*Task statement*.
Report, from the records below, every line where the word "plant" appears.

[Dataset entries]
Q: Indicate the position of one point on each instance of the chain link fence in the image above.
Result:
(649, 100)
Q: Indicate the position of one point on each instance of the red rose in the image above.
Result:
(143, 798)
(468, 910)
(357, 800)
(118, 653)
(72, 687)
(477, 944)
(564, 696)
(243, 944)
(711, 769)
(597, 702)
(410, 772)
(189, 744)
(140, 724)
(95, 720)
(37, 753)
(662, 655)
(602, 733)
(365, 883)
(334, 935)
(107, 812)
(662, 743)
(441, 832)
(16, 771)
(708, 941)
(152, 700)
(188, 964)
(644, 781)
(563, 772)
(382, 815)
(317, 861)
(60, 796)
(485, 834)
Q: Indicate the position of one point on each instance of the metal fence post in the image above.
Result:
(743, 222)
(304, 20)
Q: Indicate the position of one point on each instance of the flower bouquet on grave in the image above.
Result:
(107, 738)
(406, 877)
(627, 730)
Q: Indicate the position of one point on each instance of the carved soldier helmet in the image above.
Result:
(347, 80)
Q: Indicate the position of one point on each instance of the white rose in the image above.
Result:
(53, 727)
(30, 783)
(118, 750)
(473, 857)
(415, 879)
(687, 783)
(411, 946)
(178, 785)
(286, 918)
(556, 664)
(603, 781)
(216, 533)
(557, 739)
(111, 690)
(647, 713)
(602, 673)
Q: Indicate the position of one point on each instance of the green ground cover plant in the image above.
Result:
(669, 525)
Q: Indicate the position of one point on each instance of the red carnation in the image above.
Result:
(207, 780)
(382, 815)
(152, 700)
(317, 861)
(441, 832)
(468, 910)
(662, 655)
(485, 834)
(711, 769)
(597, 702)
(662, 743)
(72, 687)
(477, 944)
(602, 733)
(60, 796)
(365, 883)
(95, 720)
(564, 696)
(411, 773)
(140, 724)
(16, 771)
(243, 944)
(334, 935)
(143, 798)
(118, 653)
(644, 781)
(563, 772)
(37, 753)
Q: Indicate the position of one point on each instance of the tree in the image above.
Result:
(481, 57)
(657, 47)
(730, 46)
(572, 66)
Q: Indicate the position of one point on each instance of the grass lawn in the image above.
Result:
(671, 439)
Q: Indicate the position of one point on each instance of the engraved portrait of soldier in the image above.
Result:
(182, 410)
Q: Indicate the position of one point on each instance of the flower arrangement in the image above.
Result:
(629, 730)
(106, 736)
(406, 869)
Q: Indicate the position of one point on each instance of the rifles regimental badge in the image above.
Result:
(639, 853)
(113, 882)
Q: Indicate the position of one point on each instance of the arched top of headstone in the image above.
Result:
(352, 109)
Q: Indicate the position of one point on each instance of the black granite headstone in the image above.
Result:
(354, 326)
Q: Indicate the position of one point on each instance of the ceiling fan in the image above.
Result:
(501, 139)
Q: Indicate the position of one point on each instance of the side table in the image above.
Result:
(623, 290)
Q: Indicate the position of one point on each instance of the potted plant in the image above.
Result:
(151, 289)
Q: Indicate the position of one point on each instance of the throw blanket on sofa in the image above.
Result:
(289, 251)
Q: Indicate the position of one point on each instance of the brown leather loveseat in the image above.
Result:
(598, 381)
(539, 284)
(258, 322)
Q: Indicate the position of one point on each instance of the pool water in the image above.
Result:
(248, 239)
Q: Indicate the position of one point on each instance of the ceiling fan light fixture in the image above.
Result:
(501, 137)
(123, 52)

*Exercise solution*.
Q: Indicate the position of one point on each instance of the green ground cover plant in the image above.
Q: Indicate the position of one point on each instance of the potted plant in the image above.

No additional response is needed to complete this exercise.